**REQUIRED WORK:**
1. In the article on black homicide victimization, why do the nationwide figures refer to 2011? Answer in one or two sentences.
2. List every yearly ranking for Pennsylvania in black homicide victimization given in the article on black homicide victimization, with the year for each.

**TEXT SHOWN:**
:::::

PENNSYLVANIA ranked fourth nationwide in black homicide victimization in 2011, according to an organization that ranked the state second in the previous year.

The Washington, D.C.-based Violence Policy Center, which released the new study Thursday, said the latest figures show that Pennsylvania had 29.02 homicides per 100,000 black civilians in 2011.

A study released by the same nonprofit group last year ranked Pennsylvania second in 2010. The state was ranked third in 2009.

In 2011 — the latest year for which FBI statistics are available — blacks accounted for half of all homicide victims nationwide, yet represented 13 percent of the U.S. population.

By comparison, Pennsylvania had 1.5 times more black homicides than the national average in 2011 and more than six times the overall homicide-victimization rate nationwide.

In 2011, Pennsylvania had 419 black homicide victims, 378 of whom were male and 41 female.

:::::

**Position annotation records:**
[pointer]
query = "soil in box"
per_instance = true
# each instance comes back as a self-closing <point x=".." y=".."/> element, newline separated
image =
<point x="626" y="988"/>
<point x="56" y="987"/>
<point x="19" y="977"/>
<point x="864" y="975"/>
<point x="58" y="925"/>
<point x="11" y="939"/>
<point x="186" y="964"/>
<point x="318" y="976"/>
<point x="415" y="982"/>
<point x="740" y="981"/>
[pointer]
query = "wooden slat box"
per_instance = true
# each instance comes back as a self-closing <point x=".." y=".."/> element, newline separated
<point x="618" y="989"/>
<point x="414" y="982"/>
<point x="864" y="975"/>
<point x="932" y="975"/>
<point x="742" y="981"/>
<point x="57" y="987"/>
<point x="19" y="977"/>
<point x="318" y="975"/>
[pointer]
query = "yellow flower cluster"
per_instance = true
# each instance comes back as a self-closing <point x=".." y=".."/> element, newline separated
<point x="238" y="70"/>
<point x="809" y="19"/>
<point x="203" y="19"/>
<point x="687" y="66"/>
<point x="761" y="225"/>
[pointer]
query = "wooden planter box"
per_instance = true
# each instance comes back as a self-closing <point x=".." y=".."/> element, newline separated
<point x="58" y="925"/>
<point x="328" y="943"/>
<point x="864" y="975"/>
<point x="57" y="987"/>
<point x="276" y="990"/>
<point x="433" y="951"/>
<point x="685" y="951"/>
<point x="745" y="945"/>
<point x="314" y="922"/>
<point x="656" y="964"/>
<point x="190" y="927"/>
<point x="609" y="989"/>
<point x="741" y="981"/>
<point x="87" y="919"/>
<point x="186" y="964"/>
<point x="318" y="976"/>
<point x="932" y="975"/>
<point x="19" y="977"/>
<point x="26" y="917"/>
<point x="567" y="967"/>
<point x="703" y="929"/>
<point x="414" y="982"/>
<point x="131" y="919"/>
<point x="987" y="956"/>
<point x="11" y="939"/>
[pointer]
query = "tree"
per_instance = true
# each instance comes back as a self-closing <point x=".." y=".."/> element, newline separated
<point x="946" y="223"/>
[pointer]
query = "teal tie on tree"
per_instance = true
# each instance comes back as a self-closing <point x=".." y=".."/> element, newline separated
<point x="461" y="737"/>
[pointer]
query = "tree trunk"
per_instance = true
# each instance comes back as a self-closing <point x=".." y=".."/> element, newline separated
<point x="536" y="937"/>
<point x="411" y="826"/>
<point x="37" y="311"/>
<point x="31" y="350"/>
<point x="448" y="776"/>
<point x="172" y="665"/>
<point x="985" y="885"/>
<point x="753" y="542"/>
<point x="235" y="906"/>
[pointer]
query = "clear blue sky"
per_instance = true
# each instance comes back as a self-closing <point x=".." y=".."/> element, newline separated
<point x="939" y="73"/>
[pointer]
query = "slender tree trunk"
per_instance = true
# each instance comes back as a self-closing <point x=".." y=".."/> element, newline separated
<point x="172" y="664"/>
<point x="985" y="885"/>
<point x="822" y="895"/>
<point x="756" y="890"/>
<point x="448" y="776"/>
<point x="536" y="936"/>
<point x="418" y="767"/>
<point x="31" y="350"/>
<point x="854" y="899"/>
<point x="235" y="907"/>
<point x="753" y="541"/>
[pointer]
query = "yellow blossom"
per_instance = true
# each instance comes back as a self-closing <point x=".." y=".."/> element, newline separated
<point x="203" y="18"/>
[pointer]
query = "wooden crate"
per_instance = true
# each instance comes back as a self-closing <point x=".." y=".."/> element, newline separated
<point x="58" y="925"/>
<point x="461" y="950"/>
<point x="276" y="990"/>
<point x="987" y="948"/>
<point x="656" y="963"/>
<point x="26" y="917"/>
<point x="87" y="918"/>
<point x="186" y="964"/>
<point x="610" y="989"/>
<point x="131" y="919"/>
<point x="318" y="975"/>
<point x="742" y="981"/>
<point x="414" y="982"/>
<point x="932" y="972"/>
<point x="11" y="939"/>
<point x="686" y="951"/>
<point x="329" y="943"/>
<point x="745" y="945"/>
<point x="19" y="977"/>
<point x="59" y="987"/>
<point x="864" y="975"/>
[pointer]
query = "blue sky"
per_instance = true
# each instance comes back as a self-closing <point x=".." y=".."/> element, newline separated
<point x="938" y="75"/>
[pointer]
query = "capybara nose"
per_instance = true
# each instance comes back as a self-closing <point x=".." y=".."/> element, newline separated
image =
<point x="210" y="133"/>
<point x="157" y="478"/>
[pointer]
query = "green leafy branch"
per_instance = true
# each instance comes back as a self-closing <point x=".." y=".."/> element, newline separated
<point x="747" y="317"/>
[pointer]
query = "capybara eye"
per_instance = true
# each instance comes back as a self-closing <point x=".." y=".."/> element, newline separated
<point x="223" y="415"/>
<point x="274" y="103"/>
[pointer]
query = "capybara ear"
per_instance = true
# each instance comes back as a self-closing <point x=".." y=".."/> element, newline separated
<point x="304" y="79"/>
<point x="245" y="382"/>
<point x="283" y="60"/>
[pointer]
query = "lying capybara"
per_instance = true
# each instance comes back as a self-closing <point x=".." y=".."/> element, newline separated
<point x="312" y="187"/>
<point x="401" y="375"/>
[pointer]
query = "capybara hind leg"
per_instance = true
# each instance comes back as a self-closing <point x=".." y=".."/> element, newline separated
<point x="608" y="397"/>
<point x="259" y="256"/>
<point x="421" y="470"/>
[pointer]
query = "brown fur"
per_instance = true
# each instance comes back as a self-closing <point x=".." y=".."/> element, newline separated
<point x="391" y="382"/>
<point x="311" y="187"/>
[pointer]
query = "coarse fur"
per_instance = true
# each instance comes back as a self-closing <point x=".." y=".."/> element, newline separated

:::::

**EXERCISE SOLUTIONS:**
1. The nationwide figures refer to 2011 because it is the latest year for which FBI statistics are available.

2.
- 2009: third
- 2010: second
- 2011: fourth